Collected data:
+ + + + +

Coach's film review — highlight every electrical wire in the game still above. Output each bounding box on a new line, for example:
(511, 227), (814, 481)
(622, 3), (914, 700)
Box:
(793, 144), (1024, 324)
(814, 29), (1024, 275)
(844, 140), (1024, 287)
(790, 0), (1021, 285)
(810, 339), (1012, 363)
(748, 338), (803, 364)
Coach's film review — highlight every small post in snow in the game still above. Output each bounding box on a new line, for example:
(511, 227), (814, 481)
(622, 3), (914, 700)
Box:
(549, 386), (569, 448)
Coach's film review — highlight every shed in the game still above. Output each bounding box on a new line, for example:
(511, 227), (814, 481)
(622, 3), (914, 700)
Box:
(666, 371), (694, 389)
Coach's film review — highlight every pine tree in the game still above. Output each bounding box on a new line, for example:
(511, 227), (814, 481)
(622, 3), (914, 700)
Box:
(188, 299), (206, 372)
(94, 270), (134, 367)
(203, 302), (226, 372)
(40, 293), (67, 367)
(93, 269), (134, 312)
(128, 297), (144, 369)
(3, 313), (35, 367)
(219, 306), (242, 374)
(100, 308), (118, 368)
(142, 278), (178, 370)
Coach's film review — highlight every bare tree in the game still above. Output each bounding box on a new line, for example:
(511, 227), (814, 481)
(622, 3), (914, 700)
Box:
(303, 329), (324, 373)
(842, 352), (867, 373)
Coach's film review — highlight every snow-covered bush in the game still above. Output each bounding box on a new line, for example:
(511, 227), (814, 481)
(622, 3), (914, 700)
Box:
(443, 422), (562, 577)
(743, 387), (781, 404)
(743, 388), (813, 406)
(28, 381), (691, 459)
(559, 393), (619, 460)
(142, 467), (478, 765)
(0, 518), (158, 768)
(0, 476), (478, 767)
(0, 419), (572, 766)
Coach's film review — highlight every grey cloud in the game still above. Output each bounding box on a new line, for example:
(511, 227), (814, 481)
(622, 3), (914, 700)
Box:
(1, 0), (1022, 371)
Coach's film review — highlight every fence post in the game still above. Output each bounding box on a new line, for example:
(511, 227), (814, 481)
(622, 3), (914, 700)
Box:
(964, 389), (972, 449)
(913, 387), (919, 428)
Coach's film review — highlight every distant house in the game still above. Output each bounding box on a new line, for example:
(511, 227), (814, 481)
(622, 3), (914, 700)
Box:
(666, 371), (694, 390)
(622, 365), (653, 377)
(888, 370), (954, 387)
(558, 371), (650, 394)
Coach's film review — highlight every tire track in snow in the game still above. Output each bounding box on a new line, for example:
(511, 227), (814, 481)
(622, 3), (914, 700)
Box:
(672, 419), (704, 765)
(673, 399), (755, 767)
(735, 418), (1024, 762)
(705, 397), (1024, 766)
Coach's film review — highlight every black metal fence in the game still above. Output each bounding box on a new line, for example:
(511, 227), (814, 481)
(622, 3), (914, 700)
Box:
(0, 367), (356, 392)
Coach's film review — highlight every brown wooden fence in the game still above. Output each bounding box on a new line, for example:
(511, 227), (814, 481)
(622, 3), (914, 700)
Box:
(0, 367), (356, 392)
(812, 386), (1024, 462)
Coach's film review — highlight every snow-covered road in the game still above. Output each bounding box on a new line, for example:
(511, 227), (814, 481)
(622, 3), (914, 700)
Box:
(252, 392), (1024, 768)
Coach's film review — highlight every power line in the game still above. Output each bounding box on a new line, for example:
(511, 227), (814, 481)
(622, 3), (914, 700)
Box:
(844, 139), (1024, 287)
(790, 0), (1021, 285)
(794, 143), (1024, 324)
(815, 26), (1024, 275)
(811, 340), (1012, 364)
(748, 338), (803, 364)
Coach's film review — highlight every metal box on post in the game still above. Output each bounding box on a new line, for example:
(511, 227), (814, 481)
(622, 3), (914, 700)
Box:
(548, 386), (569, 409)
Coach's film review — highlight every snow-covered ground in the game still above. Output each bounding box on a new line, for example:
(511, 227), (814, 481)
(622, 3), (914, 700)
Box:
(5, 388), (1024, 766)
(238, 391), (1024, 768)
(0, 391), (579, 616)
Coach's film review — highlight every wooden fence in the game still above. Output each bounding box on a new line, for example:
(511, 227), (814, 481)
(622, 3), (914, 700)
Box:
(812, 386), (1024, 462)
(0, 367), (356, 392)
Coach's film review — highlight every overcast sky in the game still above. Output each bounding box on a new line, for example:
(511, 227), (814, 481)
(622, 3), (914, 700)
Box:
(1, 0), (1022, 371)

+ + + + +

WORK ORDER: An exact copy of every entry above is the expected answer.

TASK RESPONSE:
Coach's film review — highlight every electrical wire in the game still above. Output each bounding box on a new line, for example:
(511, 227), (814, 481)
(622, 3), (914, 700)
Box:
(793, 144), (1024, 324)
(814, 29), (1024, 275)
(844, 140), (1024, 287)
(790, 0), (1021, 285)
(810, 339), (1012, 363)
(748, 338), (803, 364)
Coach's film review — highlight every small post in snow in the game still above. Output each bounding box on a new line, for example:
(511, 227), (814, 481)
(622, 3), (914, 700)
Box:
(549, 386), (569, 448)
Coach's film review — highlight every shed in the game still above. Output each bounding box on a new line, for example:
(511, 227), (814, 481)
(622, 3), (914, 700)
Box:
(666, 371), (694, 389)
Coach's film review — highlight every pine tree in the game still above. Output each bounding box on a new line, for example:
(511, 227), (814, 481)
(622, 3), (914, 700)
Box:
(188, 299), (206, 372)
(94, 270), (134, 367)
(203, 302), (226, 372)
(40, 293), (67, 367)
(93, 269), (134, 312)
(128, 297), (144, 369)
(3, 313), (35, 367)
(219, 306), (242, 374)
(100, 308), (118, 368)
(142, 278), (178, 370)
Coach's film review — highlight every bare tree in the game still above. Output each bounding box on a new line, for example:
(511, 227), (814, 481)
(622, 3), (914, 700)
Box:
(303, 329), (324, 373)
(842, 352), (867, 373)
Coach's film review — highlight every snow-covered bush in the game still above. Output each bounding box on a new line, for example:
(511, 227), (814, 481)
(622, 3), (914, 700)
Box:
(443, 422), (562, 577)
(743, 387), (781, 404)
(743, 388), (813, 406)
(28, 381), (691, 459)
(559, 393), (619, 460)
(142, 467), (478, 765)
(0, 518), (158, 768)
(0, 476), (478, 767)
(0, 419), (572, 766)
Coach's film review — highlight every grey cloud in the game still above. Output each bounding box on a new line, for example:
(511, 227), (814, 481)
(622, 3), (914, 700)
Box:
(1, 0), (1022, 371)
Coach's film review — highlight every fence post in the game still above. Output each bounding box on a new line, for example:
(511, 227), (814, 481)
(622, 3), (914, 700)
Box:
(964, 389), (972, 449)
(913, 387), (919, 428)
Coach's film review — highlight every distant house in the game still above. Output each bounding box on a new line, for example:
(511, 227), (814, 481)
(622, 3), (914, 700)
Box:
(666, 371), (694, 390)
(622, 365), (653, 377)
(888, 370), (954, 387)
(558, 371), (650, 394)
Coach's film review — highlight every tire track in snow in the game still above. Output each bounding box on a new line, for example:
(511, 227), (814, 481)
(622, 3), (914, 700)
Box:
(672, 419), (704, 765)
(673, 399), (755, 767)
(735, 418), (1024, 762)
(705, 397), (1024, 766)
Coach's film review — highlight every black metal fence in the game still above. Output each bounding box on a new line, for example:
(511, 227), (814, 481)
(622, 3), (914, 700)
Box:
(0, 367), (356, 392)
Coach's film review — highlight every brown wooden fence in the game still above. Output each bounding box on a new line, for example:
(511, 227), (814, 481)
(622, 3), (914, 700)
Box:
(0, 367), (356, 392)
(812, 386), (1024, 462)
Coach's film review — highlight every snow-covered road in the game still above. Output each bounding box on a new line, for example:
(511, 227), (814, 481)
(622, 3), (914, 700)
Box:
(252, 392), (1024, 768)
Coach's film review — highlight every power line in the game still above. Output each bounding box on a new line, for example:
(511, 227), (814, 481)
(622, 3), (914, 700)
Box:
(844, 139), (1024, 287)
(790, 0), (1021, 285)
(794, 143), (1024, 324)
(815, 26), (1024, 275)
(811, 340), (1012, 364)
(748, 338), (803, 364)
Coach's film review — highlight every metal box on post in the game still above. Output each bounding box on a new line, for example:
(511, 227), (814, 481)
(622, 3), (914, 700)
Box:
(548, 386), (569, 409)
Coach's film review — highlight every snow-covered ground in the game still above. Output each bounding box on a new line, for example:
(511, 227), (814, 481)
(622, 3), (914, 700)
Box:
(5, 388), (1024, 766)
(238, 391), (1024, 768)
(0, 391), (579, 616)
Coach's film review — highlight every wooden fence in the game still above. Output each bounding box on a new line, for example:
(511, 227), (814, 481)
(622, 3), (914, 700)
Box:
(812, 386), (1024, 462)
(0, 367), (356, 392)
Coach's film review — highlight every overcast sky in the game still above. Output each bounding box on a new line, for example:
(511, 227), (814, 481)
(622, 3), (914, 700)
Box:
(1, 0), (1022, 371)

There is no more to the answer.